**Entradas del conjunto de datos:**
------------------------

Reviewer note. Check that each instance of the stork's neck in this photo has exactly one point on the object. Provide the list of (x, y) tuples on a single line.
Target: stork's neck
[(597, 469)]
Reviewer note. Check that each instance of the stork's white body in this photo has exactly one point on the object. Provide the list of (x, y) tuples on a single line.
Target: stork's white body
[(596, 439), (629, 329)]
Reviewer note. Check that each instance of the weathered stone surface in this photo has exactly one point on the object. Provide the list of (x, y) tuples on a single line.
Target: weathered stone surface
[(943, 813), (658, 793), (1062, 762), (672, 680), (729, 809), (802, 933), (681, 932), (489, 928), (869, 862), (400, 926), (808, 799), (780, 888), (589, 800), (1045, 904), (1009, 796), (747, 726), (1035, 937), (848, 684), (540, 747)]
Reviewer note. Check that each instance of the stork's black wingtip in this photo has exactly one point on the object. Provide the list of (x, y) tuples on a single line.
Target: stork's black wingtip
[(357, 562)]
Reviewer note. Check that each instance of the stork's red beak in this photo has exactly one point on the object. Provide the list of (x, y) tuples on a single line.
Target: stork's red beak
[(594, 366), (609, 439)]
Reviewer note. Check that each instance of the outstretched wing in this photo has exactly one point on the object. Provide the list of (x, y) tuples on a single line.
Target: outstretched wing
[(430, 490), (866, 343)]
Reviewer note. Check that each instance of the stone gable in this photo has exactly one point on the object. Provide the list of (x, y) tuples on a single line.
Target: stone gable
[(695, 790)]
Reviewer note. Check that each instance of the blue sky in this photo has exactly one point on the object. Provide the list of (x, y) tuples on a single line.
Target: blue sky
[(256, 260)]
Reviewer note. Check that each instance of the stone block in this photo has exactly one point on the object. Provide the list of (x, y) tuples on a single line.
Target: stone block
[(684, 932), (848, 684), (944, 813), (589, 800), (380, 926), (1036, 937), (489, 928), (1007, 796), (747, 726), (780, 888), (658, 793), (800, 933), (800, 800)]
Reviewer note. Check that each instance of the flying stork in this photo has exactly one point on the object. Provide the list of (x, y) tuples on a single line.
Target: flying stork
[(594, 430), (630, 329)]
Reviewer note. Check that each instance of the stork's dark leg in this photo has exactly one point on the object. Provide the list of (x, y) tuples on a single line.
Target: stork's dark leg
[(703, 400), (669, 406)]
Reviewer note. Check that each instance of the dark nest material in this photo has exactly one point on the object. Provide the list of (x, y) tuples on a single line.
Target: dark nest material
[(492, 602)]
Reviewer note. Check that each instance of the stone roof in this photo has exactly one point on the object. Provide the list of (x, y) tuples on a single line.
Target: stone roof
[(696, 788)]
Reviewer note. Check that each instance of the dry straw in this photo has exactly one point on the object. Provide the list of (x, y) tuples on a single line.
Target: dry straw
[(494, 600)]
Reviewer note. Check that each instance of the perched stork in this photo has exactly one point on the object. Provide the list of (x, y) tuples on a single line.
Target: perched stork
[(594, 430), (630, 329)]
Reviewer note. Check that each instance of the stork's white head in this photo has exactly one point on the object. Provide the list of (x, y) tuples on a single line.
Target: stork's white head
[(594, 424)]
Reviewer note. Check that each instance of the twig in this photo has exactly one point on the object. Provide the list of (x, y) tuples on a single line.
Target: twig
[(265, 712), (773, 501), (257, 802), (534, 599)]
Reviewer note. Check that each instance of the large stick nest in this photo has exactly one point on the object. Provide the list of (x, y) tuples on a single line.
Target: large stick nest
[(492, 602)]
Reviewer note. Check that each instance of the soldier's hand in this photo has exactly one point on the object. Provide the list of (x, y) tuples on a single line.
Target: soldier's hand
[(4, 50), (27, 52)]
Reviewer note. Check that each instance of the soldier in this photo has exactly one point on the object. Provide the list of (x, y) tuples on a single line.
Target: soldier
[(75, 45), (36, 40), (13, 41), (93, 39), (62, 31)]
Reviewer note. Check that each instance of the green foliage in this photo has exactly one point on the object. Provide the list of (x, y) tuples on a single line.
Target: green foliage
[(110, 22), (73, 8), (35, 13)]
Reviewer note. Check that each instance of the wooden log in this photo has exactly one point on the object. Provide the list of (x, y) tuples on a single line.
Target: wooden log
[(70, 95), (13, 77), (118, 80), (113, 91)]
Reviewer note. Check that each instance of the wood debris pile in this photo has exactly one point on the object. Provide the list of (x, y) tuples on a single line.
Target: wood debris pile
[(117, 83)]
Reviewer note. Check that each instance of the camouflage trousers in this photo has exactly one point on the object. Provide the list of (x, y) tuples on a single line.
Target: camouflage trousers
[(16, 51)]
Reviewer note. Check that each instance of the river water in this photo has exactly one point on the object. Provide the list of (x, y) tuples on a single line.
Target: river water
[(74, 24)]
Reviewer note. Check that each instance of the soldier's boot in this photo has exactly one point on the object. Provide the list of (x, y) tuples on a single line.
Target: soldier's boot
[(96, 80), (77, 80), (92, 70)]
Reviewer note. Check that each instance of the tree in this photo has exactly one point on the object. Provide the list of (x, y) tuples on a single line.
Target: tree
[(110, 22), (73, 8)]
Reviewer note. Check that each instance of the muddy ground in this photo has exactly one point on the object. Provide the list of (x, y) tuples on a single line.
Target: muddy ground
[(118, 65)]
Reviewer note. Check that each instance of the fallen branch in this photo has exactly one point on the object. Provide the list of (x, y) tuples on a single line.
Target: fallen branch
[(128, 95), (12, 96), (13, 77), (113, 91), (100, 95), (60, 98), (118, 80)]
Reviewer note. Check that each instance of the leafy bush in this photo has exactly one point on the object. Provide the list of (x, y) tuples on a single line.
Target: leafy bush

------------------------

**Tu tarea:** Presenta todos los registros anteriores en forma de lista numerada y omite las líneas en blanco.

**Solución escrita:**
1. Reviewer note. Check that each instance of the stork's neck in this photo has exactly one point on the object. Provide the list of (x, y) tuples on a single line.
2. Target: stork's neck
3. [(597, 469)]
4. Reviewer note. Check that each instance of the stork's white body in this photo has exactly one point on the object. Provide the list of (x, y) tuples on a single line.
5. Target: stork's white body
6. [(596, 439), (629, 329)]
7. Reviewer note. Check that each instance of the weathered stone surface in this photo has exactly one point on the object. Provide the list of (x, y) tuples on a single line.
8. Target: weathered stone surface
9. [(943, 813), (658, 793), (1062, 762), (672, 680), (729, 809), (802, 933), (681, 932), (489, 928), (869, 862), (400, 926), (808, 799), (780, 888), (589, 800), (1045, 904), (1009, 796), (747, 726), (1035, 937), (848, 684), (540, 747)]
10. Reviewer note. Check that each instance of the stork's black wingtip in this photo has exactly one point on the object. Provide the list of (x, y) tuples on a single line.
11. Target: stork's black wingtip
12. [(357, 562)]
13. Reviewer note. Check that each instance of the stork's red beak in this photo has exactly one point on the object. Provide the list of (x, y) tuples on a single line.
14. Target: stork's red beak
15. [(594, 366), (609, 439)]
16. Reviewer note. Check that each instance of the outstretched wing in this photo has exactly one point on the object. Provide the list of (x, y) tuples on a single line.
17. Target: outstretched wing
18. [(430, 490), (866, 343)]
19. Reviewer note. Check that each instance of the stone gable in this photo has exactly one point on the object. Provide the list of (x, y) tuples on a single line.
20. Target: stone gable
21. [(695, 790)]
22. Reviewer note. Check that each instance of the blue sky in this photo has exactly one point on the object. Provide the list of (x, y) tuples on a single line.
23. Target: blue sky
24. [(256, 260)]
25. Reviewer note. Check that each instance of the stone block in this photo has exactly one point on the object. Provide the list of (x, y) tuples on a single line.
26. Target: stone block
27. [(684, 932), (848, 684), (944, 813), (589, 800), (380, 926), (1036, 937), (489, 928), (1007, 796), (747, 726), (780, 888), (658, 793), (800, 933), (800, 800)]
28. Reviewer note. Check that each instance of the flying stork in this photo has exactly one point on the object. Provide the list of (x, y) tuples on a single line.
29. Target: flying stork
30. [(594, 430), (630, 329)]
31. Reviewer note. Check that each instance of the stork's dark leg in this photo has exactly one point on the object. Provide the list of (x, y) tuples on a single line.
32. Target: stork's dark leg
33. [(703, 400), (669, 406)]
34. Reviewer note. Check that each instance of the dark nest material in this photo has exactly one point on the object. Provide the list of (x, y) tuples on a single line.
35. Target: dark nest material
36. [(492, 602)]
37. Reviewer note. Check that each instance of the stone roof in this photo has exactly one point on the object. Provide the list of (x, y) tuples on a single line.
38. Target: stone roof
39. [(696, 788)]
40. Reviewer note. Check that each instance of the dry straw in this photo has exactly one point on the object. Provide the list of (x, y) tuples on a single line.
41. Target: dry straw
42. [(494, 600)]
43. Reviewer note. Check that each instance of the perched stork in this photo has exactly one point on the object. Provide the list of (x, y) tuples on a single line.
44. Target: perched stork
45. [(594, 430), (630, 329)]
46. Reviewer note. Check that each instance of the stork's white head in this photo has exactly one point on the object. Provide the list of (x, y) tuples on a single line.
47. Target: stork's white head
48. [(594, 424)]
49. Reviewer note. Check that each instance of the twig in this photo has exactly one point on the object. Provide the list of (x, y) tuples on a single line.
50. Target: twig
51. [(265, 712), (773, 501), (257, 802), (534, 599)]
52. Reviewer note. Check that each instance of the large stick nest in this photo has exactly one point on the object. Provide the list of (x, y) tuples on a single line.
53. Target: large stick nest
54. [(492, 602)]
55. Reviewer note. Check that each instance of the soldier's hand in this photo has exactly one point on the object. Provide the list of (x, y) tuples on a single line.
56. Target: soldier's hand
57. [(4, 50), (27, 52)]
58. Reviewer note. Check that each instance of the soldier in this photo has exactly one point on the object. Provide the list of (x, y) tuples on a single line.
59. Target: soldier
60. [(75, 45), (36, 40), (13, 41), (93, 39), (62, 31)]
61. Reviewer note. Check that each instance of the green foliage in this photo has exactly one point on the object. Provide the list of (x, y) tuples on a single line.
62. Target: green foliage
63. [(110, 22), (73, 8), (35, 13)]
64. Reviewer note. Check that each instance of the wooden log in this photo has exactly one point on the object. Provide the list of (x, y) tuples on a single line.
65. Target: wooden log
66. [(70, 95), (13, 77), (118, 80), (113, 91)]
67. Reviewer note. Check that each instance of the wood debris pile in this photo has exactly one point on the object. Provide the list of (x, y) tuples on a single line.
68. Target: wood debris pile
69. [(117, 83)]
70. Reviewer note. Check that each instance of the camouflage trousers in this photo has exactly one point on the object. Provide the list of (x, y) tuples on a single line.
71. Target: camouflage trousers
72. [(16, 51)]
73. Reviewer note. Check that each instance of the river water in this photo has exactly one point on the object. Provide the list of (x, y) tuples on a single line.
74. Target: river water
75. [(74, 24)]
76. Reviewer note. Check that each instance of the soldier's boot in this photo has exactly one point on the object. Provide the list of (x, y) tuples on a single line.
77. Target: soldier's boot
78. [(96, 80), (77, 80), (92, 70)]
79. Reviewer note. Check that each instance of the tree in this photo has exactly one point on the object. Provide the list of (x, y) tuples on a single line.
80. Target: tree
81. [(110, 22), (73, 8)]
82. Reviewer note. Check that each instance of the muddy ground in this photo has exactly one point on the object. Provide the list of (x, y) tuples on a single line.
83. Target: muddy ground
84. [(118, 65)]
85. Reviewer note. Check that each instance of the fallen branch in this photo has exactly one point on the object. Provide the list of (x, y) tuples on a single line.
86. Target: fallen branch
87. [(128, 95), (12, 96), (13, 77), (113, 91), (100, 95), (60, 98), (118, 80)]
88. Reviewer note. Check that each instance of the leafy bush in this photo has exactly one point on the object. Provide the list of (x, y) tuples on a single line.
89. Target: leafy bush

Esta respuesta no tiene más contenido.